------ Recorded information ------
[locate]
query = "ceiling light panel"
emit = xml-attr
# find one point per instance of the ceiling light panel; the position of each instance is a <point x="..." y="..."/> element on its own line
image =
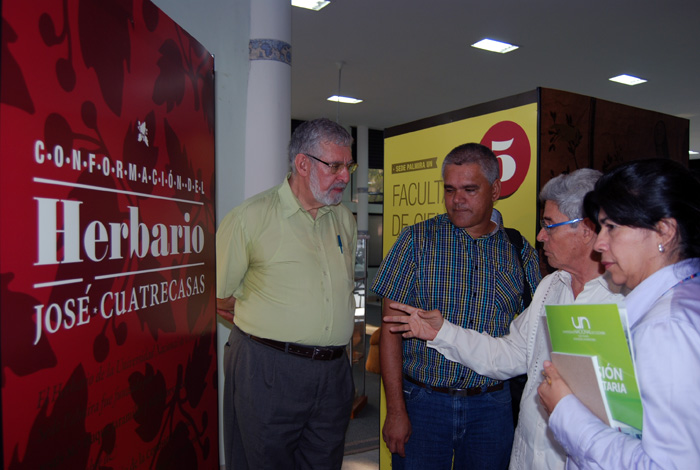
<point x="310" y="4"/>
<point x="494" y="46"/>
<point x="627" y="80"/>
<point x="344" y="99"/>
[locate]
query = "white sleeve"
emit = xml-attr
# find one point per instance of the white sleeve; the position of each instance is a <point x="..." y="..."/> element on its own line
<point x="499" y="358"/>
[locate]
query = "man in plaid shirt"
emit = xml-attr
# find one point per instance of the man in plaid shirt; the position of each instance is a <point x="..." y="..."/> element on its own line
<point x="463" y="264"/>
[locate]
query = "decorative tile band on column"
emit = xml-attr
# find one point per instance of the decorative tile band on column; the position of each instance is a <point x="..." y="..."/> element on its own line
<point x="270" y="49"/>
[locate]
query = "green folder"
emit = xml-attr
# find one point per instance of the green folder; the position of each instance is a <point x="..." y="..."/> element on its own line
<point x="602" y="332"/>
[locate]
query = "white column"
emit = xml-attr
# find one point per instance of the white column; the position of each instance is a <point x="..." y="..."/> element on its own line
<point x="268" y="114"/>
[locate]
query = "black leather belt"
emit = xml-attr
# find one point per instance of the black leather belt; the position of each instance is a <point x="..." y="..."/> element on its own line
<point x="461" y="392"/>
<point x="318" y="353"/>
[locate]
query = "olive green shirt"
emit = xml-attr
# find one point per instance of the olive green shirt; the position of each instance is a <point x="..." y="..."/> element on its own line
<point x="292" y="276"/>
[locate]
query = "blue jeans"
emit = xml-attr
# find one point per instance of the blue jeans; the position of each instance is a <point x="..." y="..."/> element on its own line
<point x="476" y="431"/>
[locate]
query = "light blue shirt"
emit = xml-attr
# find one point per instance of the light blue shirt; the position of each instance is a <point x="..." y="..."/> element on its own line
<point x="664" y="316"/>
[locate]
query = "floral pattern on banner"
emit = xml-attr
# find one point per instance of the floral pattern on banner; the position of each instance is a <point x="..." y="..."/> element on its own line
<point x="107" y="263"/>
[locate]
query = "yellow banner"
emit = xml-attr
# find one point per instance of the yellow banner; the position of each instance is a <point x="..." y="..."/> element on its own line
<point x="413" y="188"/>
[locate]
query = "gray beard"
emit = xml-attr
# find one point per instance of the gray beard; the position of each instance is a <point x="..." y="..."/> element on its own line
<point x="327" y="199"/>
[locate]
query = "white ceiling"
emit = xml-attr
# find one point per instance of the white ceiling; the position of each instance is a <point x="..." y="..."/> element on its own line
<point x="410" y="59"/>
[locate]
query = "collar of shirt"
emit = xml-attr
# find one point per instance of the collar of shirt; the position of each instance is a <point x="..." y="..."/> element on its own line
<point x="650" y="289"/>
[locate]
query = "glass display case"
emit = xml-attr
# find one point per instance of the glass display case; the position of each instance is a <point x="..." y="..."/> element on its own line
<point x="358" y="344"/>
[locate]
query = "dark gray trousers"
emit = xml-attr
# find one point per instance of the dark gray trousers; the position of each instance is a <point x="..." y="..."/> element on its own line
<point x="283" y="411"/>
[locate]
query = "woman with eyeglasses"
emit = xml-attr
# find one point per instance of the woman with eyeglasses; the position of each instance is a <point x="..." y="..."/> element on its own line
<point x="648" y="214"/>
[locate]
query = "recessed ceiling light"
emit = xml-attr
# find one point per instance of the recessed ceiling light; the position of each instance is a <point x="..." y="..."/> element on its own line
<point x="627" y="80"/>
<point x="314" y="5"/>
<point x="343" y="99"/>
<point x="494" y="46"/>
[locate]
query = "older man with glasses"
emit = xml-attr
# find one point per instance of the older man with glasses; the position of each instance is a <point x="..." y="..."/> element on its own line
<point x="568" y="240"/>
<point x="286" y="264"/>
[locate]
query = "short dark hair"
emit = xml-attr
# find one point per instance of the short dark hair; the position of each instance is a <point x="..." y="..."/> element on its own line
<point x="474" y="153"/>
<point x="309" y="134"/>
<point x="643" y="192"/>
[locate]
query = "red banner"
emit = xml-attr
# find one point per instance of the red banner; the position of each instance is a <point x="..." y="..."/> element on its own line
<point x="107" y="239"/>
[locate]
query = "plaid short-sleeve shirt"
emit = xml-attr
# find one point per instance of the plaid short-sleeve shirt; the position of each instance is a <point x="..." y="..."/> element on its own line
<point x="475" y="283"/>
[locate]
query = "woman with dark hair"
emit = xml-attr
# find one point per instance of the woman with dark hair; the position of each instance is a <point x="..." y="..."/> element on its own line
<point x="648" y="215"/>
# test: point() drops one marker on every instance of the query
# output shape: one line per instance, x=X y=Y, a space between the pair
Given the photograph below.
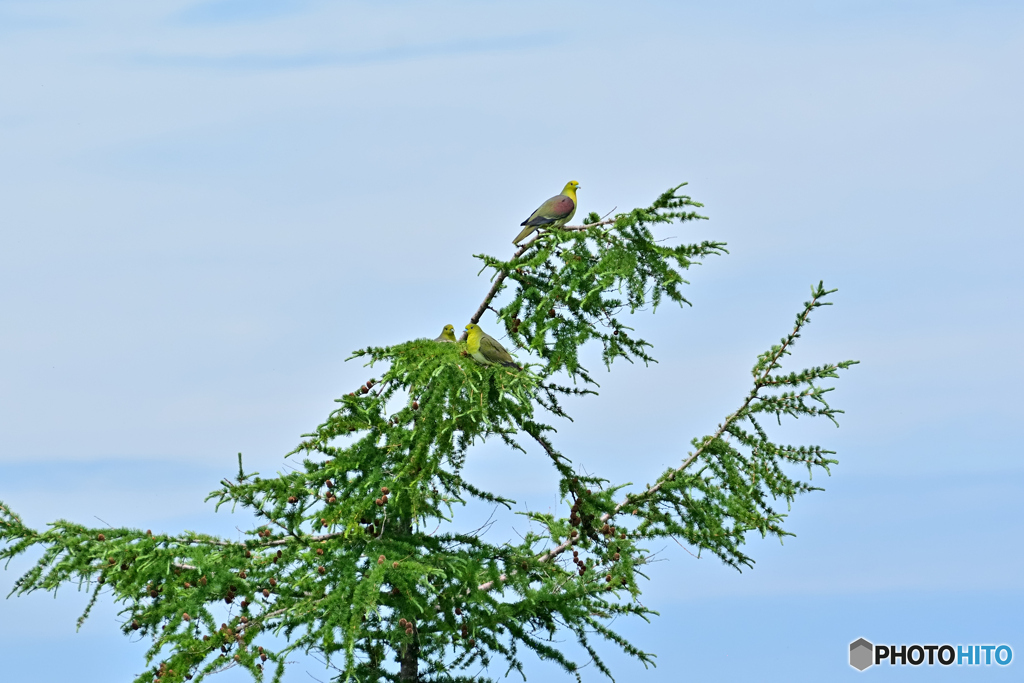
------
Work to be completed: Retype all of the material above precisely as it reads. Pictures are not part of the copy.

Solution:
[locate]
query = "ceiling light panel"
emit = xml-attr
# find one point per instance of the ceiling light panel; the position of each instance is a <point x="..." y="..."/> element on its own line
image =
<point x="310" y="4"/>
<point x="494" y="46"/>
<point x="627" y="80"/>
<point x="344" y="99"/>
[locate]
query = "white sleeve"
emit = xml-attr
# find one point per instance of the white sleeve; the position of each instance is a <point x="..." y="..."/> element on its own line
<point x="499" y="358"/>
[locate]
query = "man in plaid shirt"
emit = xml-attr
# find one point per instance of the man in plaid shirt; the position of each instance is a <point x="..." y="..."/> element on its own line
<point x="463" y="264"/>
[locate]
query = "decorative tile band on column"
emit = xml-attr
# find one point per instance of the decorative tile band on column; the position of each instance is a <point x="..." y="..."/> element on its own line
<point x="270" y="49"/>
[locate]
query = "green folder"
emit = xml-attr
# find one point per instance of the green folder; the position of each instance is a <point x="..." y="..."/> element on its own line
<point x="602" y="332"/>
[locate]
query = "white column"
emit = xml-attr
# find one point per instance of the white column; the position of each instance is a <point x="..." y="..."/> element on its own line
<point x="268" y="114"/>
[locate]
query = "black leather belt"
emit = xml-attr
# find one point per instance of the black leather belt; the position of each instance is a <point x="..." y="..."/> element on its own line
<point x="461" y="392"/>
<point x="318" y="353"/>
[locate]
query = "olive green shirt"
emit = xml-attr
# find one point per instance of the olive green shirt; the position of each instance is a <point x="..." y="..."/> element on its own line
<point x="292" y="276"/>
[locate]
query = "blue jeans"
emit = xml-attr
# find one point per instance of the blue jeans; the position of each instance is a <point x="..." y="..."/> element on its own line
<point x="476" y="431"/>
[locate]
query = "light blue shirt"
emit = xml-attr
# find one point per instance of the light blue shirt; the position of each instance is a <point x="..." y="..."/> element on its own line
<point x="664" y="316"/>
[locate]
query = "floral pattern on banner"
emit = xml-attr
# find one point per instance of the floral pattern on banner; the position of each instance is a <point x="..." y="..."/> element on its own line
<point x="107" y="263"/>
[locate]
query = "yellow banner"
emit = xml-attr
# find one point per instance of the yellow banner; the position of each instance is a <point x="..." y="..."/> element on its own line
<point x="413" y="188"/>
[locate]
query = "gray beard"
emit = xml-attr
# find one point per instance of the gray beard; the position of each instance is a <point x="..." y="..."/> element on its own line
<point x="327" y="199"/>
[locate]
query = "white ceiling"
emit = xml-attr
# find one point per instance of the white ceiling; the position of each instance is a <point x="..." y="..."/> element on its own line
<point x="410" y="59"/>
[locate]
query = "collar of shirt"
emit = xml-attr
# find one point per instance of the collar of shirt; the position of each instance is a <point x="..." y="..."/> element on its own line
<point x="650" y="289"/>
[locate]
query = "glass display case"
emit = xml-attr
# find one point per instance of the glass display case; the position of each instance is a <point x="..." y="..."/> element on its own line
<point x="358" y="344"/>
[locate]
query = "dark gray trousers"
emit = xml-attr
# find one point per instance of the dark gray trousers; the position of each instance is a <point x="..." y="..."/> element on its own line
<point x="283" y="411"/>
[locate]
query = "woman with eyeglasses"
emit = xml-attr
# find one point per instance of the woman with eyeglasses; the position of each instance is a <point x="..." y="..."/> element on its own line
<point x="648" y="214"/>
[locate]
query = "recessed ceiling light"
emit = xml-attr
# find one point per instance of the recessed ceiling light; the position of each instance is a <point x="..." y="..."/> element on its own line
<point x="627" y="80"/>
<point x="314" y="5"/>
<point x="343" y="99"/>
<point x="494" y="46"/>
[locate]
query = "older man with glasses"
emit = xml-attr
# find one point per instance of the older man with glasses; the position of each instance is a <point x="..." y="..."/> element on its own line
<point x="568" y="240"/>
<point x="286" y="264"/>
[locate]
query = "short dark hair"
emit = xml-attr
# find one point per instance of the short dark hair; the position of each instance is a <point x="..." y="..."/> element on its own line
<point x="474" y="153"/>
<point x="309" y="134"/>
<point x="643" y="192"/>
[locate]
query = "red banner"
emit = xml-attr
# find one point per instance of the red banner; the position of each instance is a <point x="..." y="..."/> element on its own line
<point x="107" y="239"/>
[locate]
query = "plaid short-sleeve shirt"
emit = xml-attr
# find one point per instance of the plaid short-sleeve shirt; the position of each instance is a <point x="..." y="..."/> element on its own line
<point x="475" y="283"/>
[locate]
query = "woman with dark hair"
emit = xml-attr
# find one point per instance of the woman with dark hair; the position of each instance is a <point x="..." y="..."/> element on its own line
<point x="648" y="215"/>
# test: point() drops one marker on every instance of the query
# output shape: one line per instance, x=X y=Y, a space between the pair
Given the photograph below.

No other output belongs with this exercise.